4 Ways to Ignore Files with Git

It’s Greek to me

While working on a pull request for Knockout-Validation, I had the most bizarre thing happen: after cloning the repository, git status told me that one of the files was already modified. It turned out to be the localized text strings for Greek. Considering that I had just cloned the repository and that I don’t speak any Greek, I was fairly certain I hadn’t actually changed the file. I tried to undo changes with git checkout Localization/el-GR.js, but the file was still checked out. It seemed impossible to ‘undo’ whatever mysterious change had happened.

Google failed me

After a few rounds of Google-fu, my best guess was that something had happened related to character encoding, and some strange interaction between Git and Windows caused Git to think the file had changed. The best advice I found on the matter was to make a copy of the file elsewhere, delete the file from the repository, check in the deletion, copy the file back, add the file to the repository, commit the add, then carry on with other work. However, since I’m making changes on someone else’s project, I didn’t want to get into a conversation with them about why I’m changing the encoding around on one of their internationalization files when I really wanted to work on changing how the min and max validators worked.

----

Reproduce the post on ignoring files with Git in full, word for word.

◆ **Rows of box annotation data**

----

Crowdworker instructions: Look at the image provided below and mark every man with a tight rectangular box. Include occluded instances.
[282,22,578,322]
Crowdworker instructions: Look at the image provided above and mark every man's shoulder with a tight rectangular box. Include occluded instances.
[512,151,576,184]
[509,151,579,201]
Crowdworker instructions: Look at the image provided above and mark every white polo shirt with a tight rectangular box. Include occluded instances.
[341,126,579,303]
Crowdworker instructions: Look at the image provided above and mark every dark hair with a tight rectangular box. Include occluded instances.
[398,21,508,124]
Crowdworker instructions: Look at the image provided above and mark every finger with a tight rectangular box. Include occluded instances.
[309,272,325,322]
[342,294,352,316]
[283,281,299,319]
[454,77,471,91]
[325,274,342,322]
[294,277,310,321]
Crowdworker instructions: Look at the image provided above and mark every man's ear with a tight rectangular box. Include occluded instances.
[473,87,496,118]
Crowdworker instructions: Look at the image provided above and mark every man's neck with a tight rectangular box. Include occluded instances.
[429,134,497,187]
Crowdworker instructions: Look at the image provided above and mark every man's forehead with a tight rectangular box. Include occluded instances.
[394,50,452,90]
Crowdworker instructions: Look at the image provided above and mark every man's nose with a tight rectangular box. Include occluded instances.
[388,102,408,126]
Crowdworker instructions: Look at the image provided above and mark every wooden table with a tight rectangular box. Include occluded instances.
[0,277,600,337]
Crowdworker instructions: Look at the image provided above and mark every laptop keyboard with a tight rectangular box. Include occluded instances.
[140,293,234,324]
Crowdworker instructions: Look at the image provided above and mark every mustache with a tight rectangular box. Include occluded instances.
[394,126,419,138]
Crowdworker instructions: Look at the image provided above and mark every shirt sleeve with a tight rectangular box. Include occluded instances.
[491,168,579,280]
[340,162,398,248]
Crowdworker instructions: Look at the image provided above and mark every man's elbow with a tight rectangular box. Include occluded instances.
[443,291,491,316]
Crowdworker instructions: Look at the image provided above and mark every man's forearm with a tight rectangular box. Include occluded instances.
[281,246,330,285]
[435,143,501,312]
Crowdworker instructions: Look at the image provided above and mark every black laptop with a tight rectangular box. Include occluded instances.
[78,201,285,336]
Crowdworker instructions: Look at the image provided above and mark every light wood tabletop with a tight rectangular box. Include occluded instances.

----

◆ **Answer to the exercise**
4 Ways to Ignore Files with Git

It’s Greek to me

While working on a pull request for Knockout-Validation, I had the most bizarre thing happen: after cloning the repository, git status told me that one of the files was already modified. It turned out to be the localized text strings for Greek. Considering that I had just cloned the repository and that I don’t speak any Greek, I was fairly certain I hadn’t actually changed the file. I tried to undo changes with git checkout Localization/el-GR.js, but the file was still checked out. It seemed impossible to ‘undo’ whatever mysterious change had happened.

Google failed me

After a few rounds of Google-fu, my best guess was that something had happened related to character encoding, and some strange interaction between Git and Windows caused Git to think the file had changed. The best advice I found on the matter was to make a copy of the file elsewhere, delete the file from the repository, check in the deletion, copy the file back, add the file to the repository, commit the add, then carry on with other work. However, since I’m making changes on someone else’s project, I didn’t want to get into a conversation with them about why I’m changing the encoding around on one of their internationalization files when I really wanted to work on changing how the min and max validators worked.